#### Data for processing
□ □ □ □ □
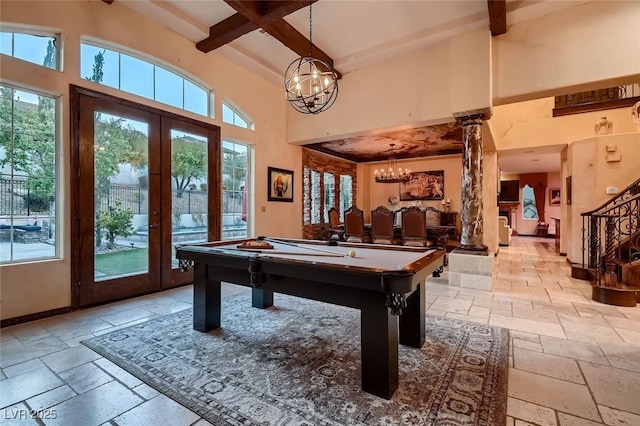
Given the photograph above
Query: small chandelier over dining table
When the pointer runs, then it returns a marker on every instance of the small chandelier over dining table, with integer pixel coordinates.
(393, 173)
(311, 84)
□ □ □ □ □
#### Given problem
Write out the listing above again, exactly, but with no pictures in the copy.

#### Answer for this exercise
Given the photograph above
Query: small chandelier over dining table
When the pointer runs, then it returns a marker on every instance of the small chandelier over dining table, with integer pixel coordinates.
(393, 173)
(311, 84)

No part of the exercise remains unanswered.